» Task goal
Please reproduce the platform-leveling passage word for word, starting with "The leveler orchestrator" and going on through "for the SWUs 130.".

====== Extract provided ======

The leveler orchestrator 1100 incorporates a current-based zero-moment point (ZMP) estimator 1120 that receives current sensing data from the SWUs 130. This ZMP estimator 1120 works in conjunction with the leveler compensator 1130 to maintain platform stability. The ZMP estimator 1120 calculates the ZMP based on the current control signals for each SWU 130 to ensure it stays within the convex hull formed by the wheel contact points on the ground, which is important for preserving platform stability. The leveler compensator 1130 receives both the ZMP estimates and platform orientation angles as inputs to generate appropriate controller signals for the SWUs 130.

The leveler compensator 1130 transmits the controller signals to the SWUs 130 to adjust their positions and maintain stable platform orientation during operation. This closed-loop control system continuously monitors and adjusts the platform's position through current sensing and real-time orientation feedback to prevent the platform from tipping and ensure stable operation.

The self-lifting wheel units controller 1110 controls individual SWUs 130 as separate dynamic entities that respond to control signals as defined in: u=f(e). The controller 1110 implements an error-based control scheme where the error term expressed as e=ψ−ψ_ground, which represented the difference between a desired wheel-to-ground distance and the actual distance, with the goal of maintaining ground contact for wheels while enabling obstacle avoidance. The controller 1110 addresses the collective behavior of the SWUs 130 to guarantee overall platform stability. The function f(⋅) could be various control strategies, such as a PID (Proportional-Integral-Derivative) controller or a sliding mode controller, though it is not limited to these types. The controller 1110 then utilizes feedback from the occupancy scan 200 to generate virtual forces in response to detected obstacles. These virtual forces influence the control signals that adjust the wheel-to-ground distances. The refined controller signal combines both the base error correction and the obstacle-induced virtual forces and is represented by:

$\begin{array}{cc}{u}_e=f\left(e\right)+\mathrm{\gamma \tau }\left(d\right).& \left(\mathrm{Equation}14\right)\end{array}$

In this control input, γ is a weighting parameter that determines the magnitude of the virtual force's influence on the control signal. A distance-dependent function τ modulates this influence based on the relative positioning between detected obstacles and the wheel location d. As this distance diminishes, the function τ increasingly affects the control signal, prompting the wheel to elevate.

====== Data shown ======

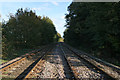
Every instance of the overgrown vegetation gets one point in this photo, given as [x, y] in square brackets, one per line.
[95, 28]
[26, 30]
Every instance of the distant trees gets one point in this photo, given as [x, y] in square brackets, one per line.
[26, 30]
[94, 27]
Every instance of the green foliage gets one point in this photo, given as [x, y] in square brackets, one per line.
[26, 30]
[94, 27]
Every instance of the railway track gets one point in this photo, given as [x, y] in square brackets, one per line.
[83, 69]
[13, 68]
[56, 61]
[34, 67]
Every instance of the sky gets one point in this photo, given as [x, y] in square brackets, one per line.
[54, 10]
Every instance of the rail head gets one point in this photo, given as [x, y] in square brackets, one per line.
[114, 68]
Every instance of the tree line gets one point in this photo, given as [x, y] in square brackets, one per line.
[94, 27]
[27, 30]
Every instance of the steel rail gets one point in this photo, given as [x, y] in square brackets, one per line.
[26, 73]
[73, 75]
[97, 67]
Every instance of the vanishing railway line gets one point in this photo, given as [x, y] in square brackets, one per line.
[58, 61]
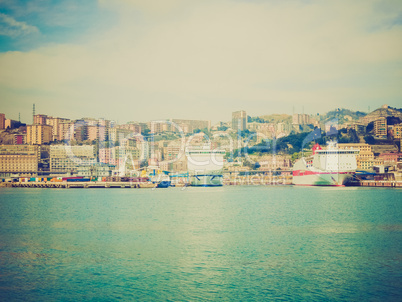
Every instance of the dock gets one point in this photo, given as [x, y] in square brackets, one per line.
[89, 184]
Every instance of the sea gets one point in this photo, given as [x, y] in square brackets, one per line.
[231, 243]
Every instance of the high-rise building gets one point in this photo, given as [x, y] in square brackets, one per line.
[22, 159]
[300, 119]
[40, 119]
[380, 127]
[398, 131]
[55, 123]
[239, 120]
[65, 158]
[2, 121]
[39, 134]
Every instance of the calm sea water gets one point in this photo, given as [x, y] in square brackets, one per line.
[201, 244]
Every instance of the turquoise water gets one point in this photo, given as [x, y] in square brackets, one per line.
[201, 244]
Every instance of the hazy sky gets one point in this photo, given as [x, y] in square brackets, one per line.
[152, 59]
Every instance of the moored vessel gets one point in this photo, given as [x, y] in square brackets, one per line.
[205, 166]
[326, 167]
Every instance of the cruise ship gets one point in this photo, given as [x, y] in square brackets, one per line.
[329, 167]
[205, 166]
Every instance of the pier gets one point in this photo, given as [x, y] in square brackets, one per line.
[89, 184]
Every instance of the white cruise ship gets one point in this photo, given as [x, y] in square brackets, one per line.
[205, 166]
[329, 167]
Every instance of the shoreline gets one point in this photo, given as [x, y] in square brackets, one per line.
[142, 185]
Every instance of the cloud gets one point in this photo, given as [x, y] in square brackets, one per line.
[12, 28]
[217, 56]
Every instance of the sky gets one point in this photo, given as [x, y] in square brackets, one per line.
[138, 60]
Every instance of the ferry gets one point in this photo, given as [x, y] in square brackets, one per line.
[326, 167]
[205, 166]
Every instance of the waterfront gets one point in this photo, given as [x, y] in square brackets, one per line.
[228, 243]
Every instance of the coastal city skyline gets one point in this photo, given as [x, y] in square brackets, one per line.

======

» Exercise response
The leveler orchestrator 1100 incorporates a current-based zero-moment point (ZMP) estimator 1120 that receives current sensing data from the SWUs 130. This ZMP estimator 1120 works in conjunction with the leveler compensator 1130 to maintain platform stability. The ZMP estimator 1120 calculates the ZMP based on the current control signals for each SWU 130 to ensure it stays within the convex hull formed by the wheel contact points on the ground, which is important for preserving platform stability. The leveler compensator 1130 receives both the ZMP estimates and platform orientation angles as inputs to generate appropriate controller signals for the SWUs 130.